**Exercise instructions:** In the listing below, identify each line with the word "road" and return those lines.

::: Material supplied

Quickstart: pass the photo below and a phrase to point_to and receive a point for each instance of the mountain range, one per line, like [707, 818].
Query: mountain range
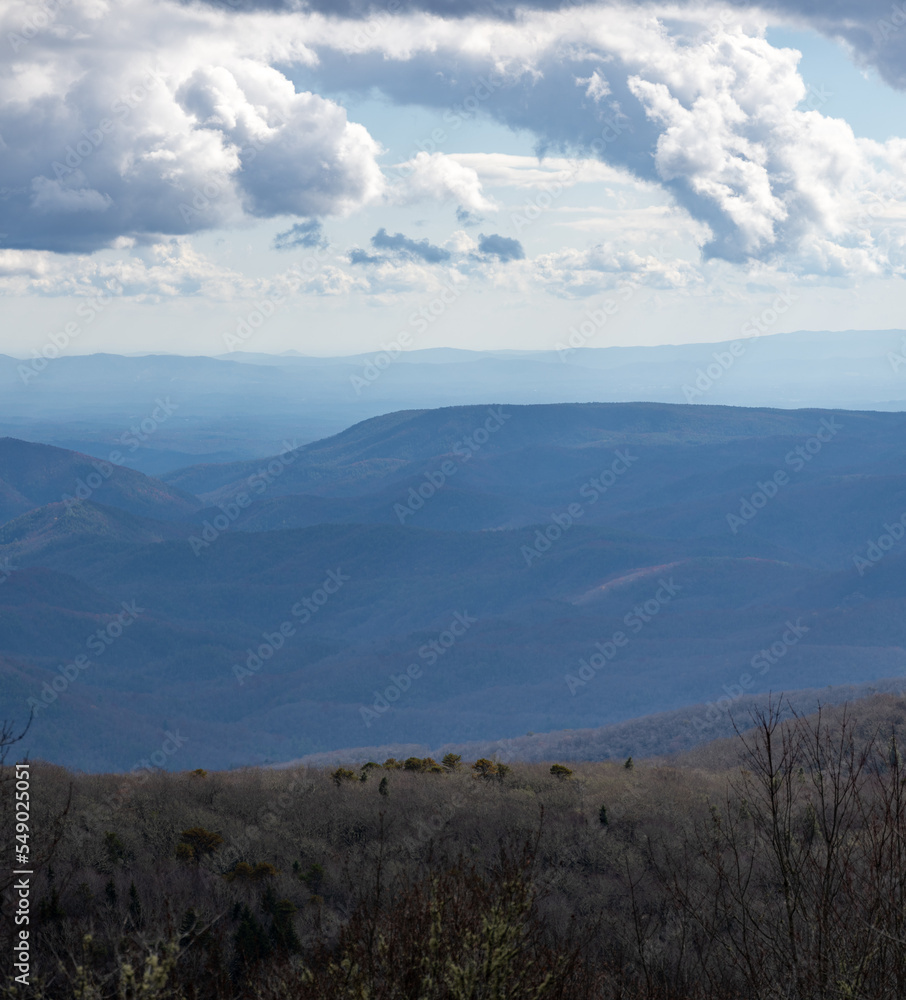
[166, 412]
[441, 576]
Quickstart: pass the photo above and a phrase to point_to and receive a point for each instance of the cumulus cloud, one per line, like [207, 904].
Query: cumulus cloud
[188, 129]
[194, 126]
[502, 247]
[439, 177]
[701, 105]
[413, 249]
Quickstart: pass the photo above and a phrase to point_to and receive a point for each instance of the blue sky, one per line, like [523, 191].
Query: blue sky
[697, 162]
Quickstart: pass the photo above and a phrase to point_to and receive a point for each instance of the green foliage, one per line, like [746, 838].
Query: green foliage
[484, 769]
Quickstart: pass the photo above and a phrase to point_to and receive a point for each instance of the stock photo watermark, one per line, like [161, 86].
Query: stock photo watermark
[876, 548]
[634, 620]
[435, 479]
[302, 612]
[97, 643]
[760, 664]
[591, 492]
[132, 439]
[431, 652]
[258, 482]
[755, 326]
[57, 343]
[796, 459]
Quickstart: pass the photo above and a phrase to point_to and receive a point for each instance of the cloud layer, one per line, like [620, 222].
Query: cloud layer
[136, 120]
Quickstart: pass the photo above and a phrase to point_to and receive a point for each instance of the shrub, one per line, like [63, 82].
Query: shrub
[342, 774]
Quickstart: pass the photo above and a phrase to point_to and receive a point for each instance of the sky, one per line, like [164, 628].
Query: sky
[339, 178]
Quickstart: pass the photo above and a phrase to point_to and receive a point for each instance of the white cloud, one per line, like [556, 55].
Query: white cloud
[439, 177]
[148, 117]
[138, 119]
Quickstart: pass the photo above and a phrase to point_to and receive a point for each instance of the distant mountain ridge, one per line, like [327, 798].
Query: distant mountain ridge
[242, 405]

::::::
::: Material supplied

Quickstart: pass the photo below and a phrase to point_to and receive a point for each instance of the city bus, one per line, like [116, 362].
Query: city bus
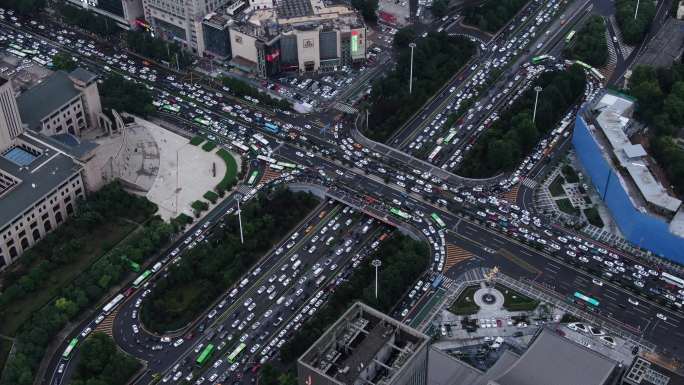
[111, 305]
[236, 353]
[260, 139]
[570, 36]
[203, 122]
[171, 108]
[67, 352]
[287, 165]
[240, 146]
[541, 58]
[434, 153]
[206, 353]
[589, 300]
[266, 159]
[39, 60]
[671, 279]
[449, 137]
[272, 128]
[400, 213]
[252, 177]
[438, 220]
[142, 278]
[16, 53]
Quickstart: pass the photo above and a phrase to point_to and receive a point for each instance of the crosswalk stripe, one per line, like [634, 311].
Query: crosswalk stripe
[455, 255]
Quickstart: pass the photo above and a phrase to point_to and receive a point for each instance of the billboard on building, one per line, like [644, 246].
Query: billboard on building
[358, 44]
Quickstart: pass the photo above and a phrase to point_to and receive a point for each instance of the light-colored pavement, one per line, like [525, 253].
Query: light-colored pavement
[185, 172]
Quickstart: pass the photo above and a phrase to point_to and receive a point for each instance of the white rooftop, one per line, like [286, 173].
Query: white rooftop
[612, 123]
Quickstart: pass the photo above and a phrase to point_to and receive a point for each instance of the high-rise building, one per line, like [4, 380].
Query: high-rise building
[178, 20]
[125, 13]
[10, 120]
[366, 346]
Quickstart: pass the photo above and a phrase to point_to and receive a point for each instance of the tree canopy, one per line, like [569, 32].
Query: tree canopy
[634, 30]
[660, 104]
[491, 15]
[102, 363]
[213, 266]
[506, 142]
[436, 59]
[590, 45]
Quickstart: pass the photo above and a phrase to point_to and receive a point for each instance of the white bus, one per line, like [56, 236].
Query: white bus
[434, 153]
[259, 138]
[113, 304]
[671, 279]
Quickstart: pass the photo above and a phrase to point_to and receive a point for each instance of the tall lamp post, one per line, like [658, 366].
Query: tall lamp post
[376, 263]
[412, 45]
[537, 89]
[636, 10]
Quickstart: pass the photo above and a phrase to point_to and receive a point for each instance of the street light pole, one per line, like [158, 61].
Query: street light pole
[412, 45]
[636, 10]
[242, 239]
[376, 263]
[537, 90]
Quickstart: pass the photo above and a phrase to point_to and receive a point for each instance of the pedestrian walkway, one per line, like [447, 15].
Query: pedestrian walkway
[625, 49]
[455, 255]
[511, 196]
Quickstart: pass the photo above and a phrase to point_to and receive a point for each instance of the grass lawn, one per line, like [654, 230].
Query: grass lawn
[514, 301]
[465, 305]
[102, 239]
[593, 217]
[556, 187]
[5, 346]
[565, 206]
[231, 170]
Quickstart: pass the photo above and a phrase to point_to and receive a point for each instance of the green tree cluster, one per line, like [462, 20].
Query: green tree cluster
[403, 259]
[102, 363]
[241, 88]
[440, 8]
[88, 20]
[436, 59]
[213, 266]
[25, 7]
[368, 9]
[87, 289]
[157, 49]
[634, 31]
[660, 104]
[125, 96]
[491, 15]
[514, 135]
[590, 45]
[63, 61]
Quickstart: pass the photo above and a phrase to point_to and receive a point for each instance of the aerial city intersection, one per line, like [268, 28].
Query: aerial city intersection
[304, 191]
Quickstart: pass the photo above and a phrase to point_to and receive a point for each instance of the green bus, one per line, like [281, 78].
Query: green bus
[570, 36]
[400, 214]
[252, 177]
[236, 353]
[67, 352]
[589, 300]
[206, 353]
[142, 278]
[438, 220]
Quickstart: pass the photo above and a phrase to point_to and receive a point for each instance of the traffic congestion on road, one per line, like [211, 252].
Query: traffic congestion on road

::::::

**Solution to the exercise:**
Quickstart: pass the photo above and a phrase to point_to and receive a point for each instance of the traffic congestion on road, one per line, like [211, 252].
Query: traffic congestion on road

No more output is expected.